**EXTRACT**

********

Breaking up with your cell phone

Iman Hassan

Iman Hassan

Iman Hassan

Cell phones have become man’s best friend, or more so, that toxic friend that excites you but influences poor decision making. Just like that friend, your phone is a constant companion, accompanying you all day and resting by your bed at night.

You are disturbed by messages from social media, email and text. You answer calls when socially unacceptable, and–when you hear a ringtone telling you that a message has arrived–you put your immediate communication with friends and family on hold.

You may notice these signs in yourself, and if so, it’s vital to finally recognize the toxic relationship you have with your phone.

A study done by Adrian Ward, a professor of marketing at the University of Texas at Austin, asked participants to keep their devices close and visible, nearby and out of sight, or in another room. The researchers then put the participants’ cognitive abilities to the test.

The findings suggested that even if you aren’t checking or thinking about your phone, it has an impact on your cognitive capacity. Ward mentioned that people have a finite amount of cognitive resources, and the effort required to ignore your phone depletes some of them.

The study also found that the more reliant you are on your phone, the more likely you are to be negatively affected by it. The problem is not solved by simply placing the phone face down or even turning it off.

Which begs the question, how do you break this toxic cycle? It’s a simple question with answers that are difficult to implement.

Regardless, it is possible to reclaim your life and attention from your phone, but it will require some preparation and commitment.

According to Catherine Price’s insightful book “How to Break Up With Your Phone,” you need to treat the underlying causes of phone addiction, such as the emotional triggers that lead you to pick up your phone in the first place.

The goal isn’t to keep you off the internet or off social media but to unhook our brain from the bad habits it’s developed around this technology and reconnecting it with more beneficial activities.

Now, what are some specific remedies to battle this so-called addiction.

Well, a crucial first step is to measure your phone usage because what gets measured gets managed.

You can download apps such as Moment for iPhone and OFFTIME for Android which will keep track of how much time you’re spending on your phone, the apps you spend that time on, and how many times a day you are picking up your phone.

Price suggests that after you have that information, think about what type of relationship you want to have with your phone. Do you want to only use it for work, school and/or communication or strictly when absolutely necessary?

Once you’ve set your intentions with your phone, that will allow you to better assess what you need to accomplish.

********

**SUPPLIED INFORMATION**
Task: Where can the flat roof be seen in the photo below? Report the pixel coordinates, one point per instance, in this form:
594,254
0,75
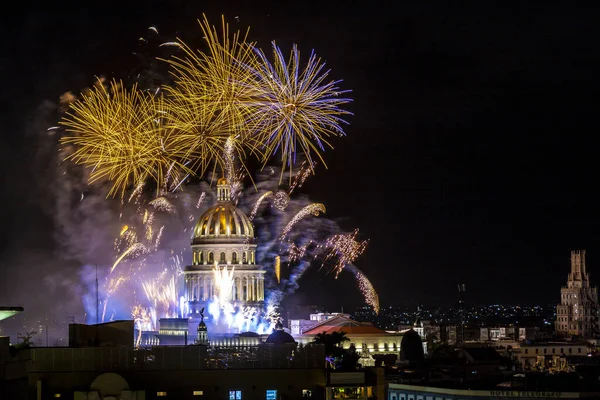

********

**PROBLEMS AND TASKS**
[A] Rewrite the cell phone article starting at "Which begs the" and ending at "measured gets managed.", putting "dependence" wherever "addiction" appears.
[B] Carry the cell phone article forward, beginning right after its last sentence.
The material above comes from a separate source, not from the cell phone article.

**TASK-BY-TASK RESULTS**
[A]
Which begs the question, how do you break this toxic cycle? It’s a simple question with answers that are difficult to implement.

Regardless, it is possible to reclaim your life and attention from your phone, but it will require some preparation and commitment.

According to Catherine Price’s insightful book “How to Break Up With Your Phone,” you need to treat the underlying causes of phone dependence, such as the emotional triggers that lead you to pick up your phone in the first place.

The goal isn’t to keep you off the internet or off social media but to unhook our brain from the bad habits it’s developed around this technology and reconnecting it with more beneficial activities.

Now, what are some specific remedies to battle this so-called dependence.

Well, a crucial first step is to measure your phone usage because what gets measured gets managed.

[B]
Setting boundaries is essential if you want to lessen your phone usage: turn off all notifications including email notifications, and if you’re worried about missing a call or email, just put them on a VIP list.

Social media is another distraction that has a tight grip on everyone’s attention. It’s very consuming, especially TikTok that has an endless scroll feature allowing for its 15-second videos to decrease your attention span.

Many people’s preoccupation with social media is so dire that the best option is to delete those apps completely. Download an app blocker if you can’t erase social media or other distracting apps like games or shopping.

Specific time periods throughout your day need a phone free zone, such as dinner and study time. Your morning and night routines should consist of very minimal phone usage because it will prevent starting your day efficiently and going to sleep.

One tactic recommended by Price is to take a 24-hour trial separation from your phone. That may seem quite nerve wracking, but many participants noticed that their phone wasn’t always as vital as they once thought.

This is designed to put your discipline and boundaries to the test, but most importantly, it’s meant to “allow serendipity to reenter your life” as Price puts it.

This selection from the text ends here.